Image point grounding data –
┌────────
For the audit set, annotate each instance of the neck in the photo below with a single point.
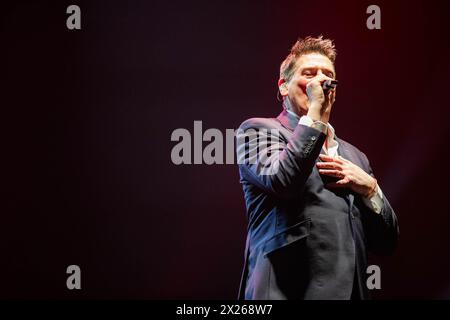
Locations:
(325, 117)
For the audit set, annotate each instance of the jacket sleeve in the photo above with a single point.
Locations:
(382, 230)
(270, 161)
└────────
┌────────
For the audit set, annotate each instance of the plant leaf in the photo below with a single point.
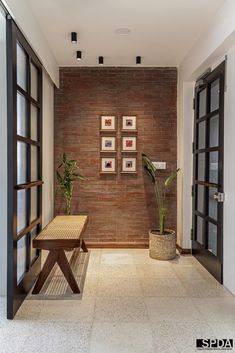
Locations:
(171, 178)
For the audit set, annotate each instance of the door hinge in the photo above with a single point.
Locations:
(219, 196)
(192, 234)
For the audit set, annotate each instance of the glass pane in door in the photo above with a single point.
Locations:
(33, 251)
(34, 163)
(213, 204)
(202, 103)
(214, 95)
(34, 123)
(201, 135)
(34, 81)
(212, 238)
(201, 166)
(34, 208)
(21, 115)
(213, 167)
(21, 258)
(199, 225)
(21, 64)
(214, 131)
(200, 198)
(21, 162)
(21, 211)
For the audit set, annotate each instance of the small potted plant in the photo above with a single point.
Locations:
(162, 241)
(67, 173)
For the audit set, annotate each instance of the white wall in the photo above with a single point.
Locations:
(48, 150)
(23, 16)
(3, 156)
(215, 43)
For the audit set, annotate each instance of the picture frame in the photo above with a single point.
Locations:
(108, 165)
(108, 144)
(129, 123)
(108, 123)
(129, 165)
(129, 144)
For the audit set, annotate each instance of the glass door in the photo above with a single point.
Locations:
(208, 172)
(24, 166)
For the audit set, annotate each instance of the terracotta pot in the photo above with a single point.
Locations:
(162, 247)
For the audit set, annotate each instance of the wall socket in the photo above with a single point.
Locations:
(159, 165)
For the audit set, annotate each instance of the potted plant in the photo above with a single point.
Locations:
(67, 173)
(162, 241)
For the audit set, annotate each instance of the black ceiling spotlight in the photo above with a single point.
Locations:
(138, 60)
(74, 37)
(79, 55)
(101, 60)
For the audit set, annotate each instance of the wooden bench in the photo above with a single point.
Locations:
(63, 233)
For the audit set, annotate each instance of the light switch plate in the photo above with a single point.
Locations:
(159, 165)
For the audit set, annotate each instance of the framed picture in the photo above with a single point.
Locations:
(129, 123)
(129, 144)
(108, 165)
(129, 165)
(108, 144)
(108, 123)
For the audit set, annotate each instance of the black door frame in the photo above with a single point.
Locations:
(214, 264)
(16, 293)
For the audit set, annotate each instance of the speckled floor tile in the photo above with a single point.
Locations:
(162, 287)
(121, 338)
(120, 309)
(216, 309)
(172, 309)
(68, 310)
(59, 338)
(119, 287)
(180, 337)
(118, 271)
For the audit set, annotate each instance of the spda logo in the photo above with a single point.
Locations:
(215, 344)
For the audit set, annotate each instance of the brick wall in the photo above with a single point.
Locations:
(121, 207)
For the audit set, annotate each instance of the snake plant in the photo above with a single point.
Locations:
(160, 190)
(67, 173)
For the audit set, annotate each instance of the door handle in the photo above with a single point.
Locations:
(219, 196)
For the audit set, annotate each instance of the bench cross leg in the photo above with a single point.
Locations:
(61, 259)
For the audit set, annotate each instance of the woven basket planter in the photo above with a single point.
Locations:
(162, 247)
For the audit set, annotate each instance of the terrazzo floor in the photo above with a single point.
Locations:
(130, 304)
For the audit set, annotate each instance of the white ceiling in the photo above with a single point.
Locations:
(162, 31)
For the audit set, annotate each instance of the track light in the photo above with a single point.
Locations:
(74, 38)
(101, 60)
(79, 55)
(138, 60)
└────────
Assignment –
Every line above that holds "glass" should be copied out.

Response box –
For the audit set, annotate each instance of the glass pane in door in the photo above with a single point.
For the audit set, annotate each instance of the glass door in the photo above with a single point.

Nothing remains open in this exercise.